Exercise:
In the text below about healing from unhealthy relationships, list every thing it says everybody deserves to have a life filled with.
[[ Exercise text open ]]
Do you feel like your gut is saying, "Hm, that's not right?" Do you feel like you're losing yourself? Do you feel like you're questioning yourself? Are you becoming a shadow of yourself? Lots of these things because we know that for fact. I had a client the other week who came to see me and she'd got about four sides of A4 paper written with sentences that he had said to her. Now in isolation, you could make excuses for all of them. He was tired. He'd been at work. Put together, we start to paint a picture of somebody, but if you start to say to somebody, "Oh, I think my husband or my wife is a narcissist. They said this to me," and someone might go, "Well, maybe they're tired." Then you start questioning yourself so you don't bother saying anything to anybody else then.

Caroline Strawson:

So, for me a lot of this is about education. It starts with you. How do you feel in that relationship? Do you feel you're in a healthy relationship? But a lot of people don't know what a healthy relationship is because our healthy relationships are modeled from when we were a child, and if our parents ... Again, on average, they're all doing the best that they can, but if that isn't a healthy relationship and then we have our beliefs formed in childhood that become the blueprint of who we are, then we may not be in a healthy relationship then ourselves. So just as you were saying, it's breaking that cycle but it comes with awareness.

Caroline Strawson:

The biggest thing I talk to people about is having that awareness and that starting point of where you are and the intention that you want to heal, and one of the biggest things is that you are deserving because so many people think they're not deserving to heal. Of course, you are. Everybody deserves to live a life filled with joy and love and connection. But we have to work at that, because our brain's number one job is just to keep us safe so we've got to be intentional about everything else. And that can sometimes bring us a lot of pain and discomfort because we're processing past traumas.
[[ Exercise text closed ]]
[[ Raw data open ]]
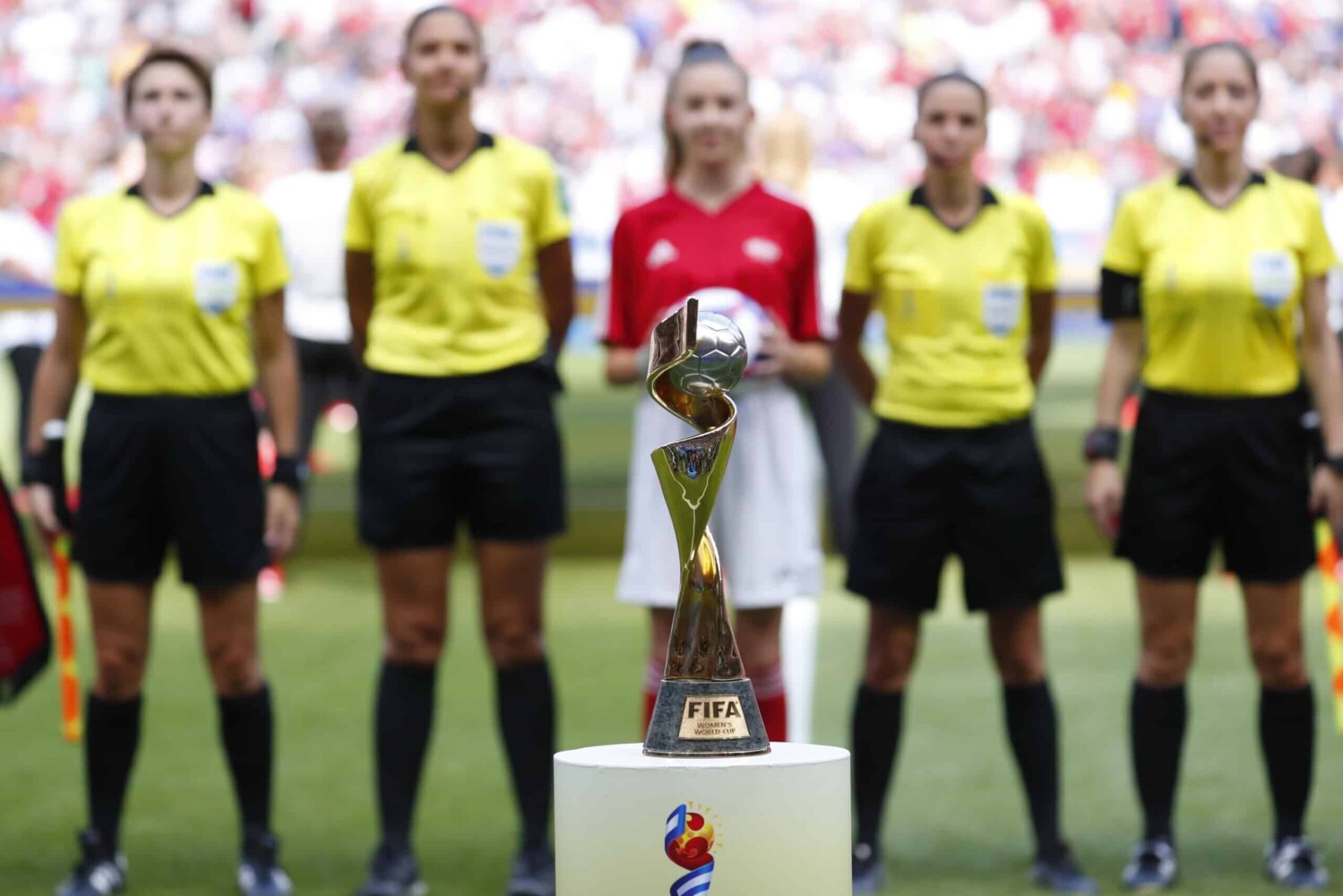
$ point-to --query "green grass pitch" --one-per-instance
(957, 818)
[[ Raw data closed ]]
Solution for this problem:
Joy, love, connection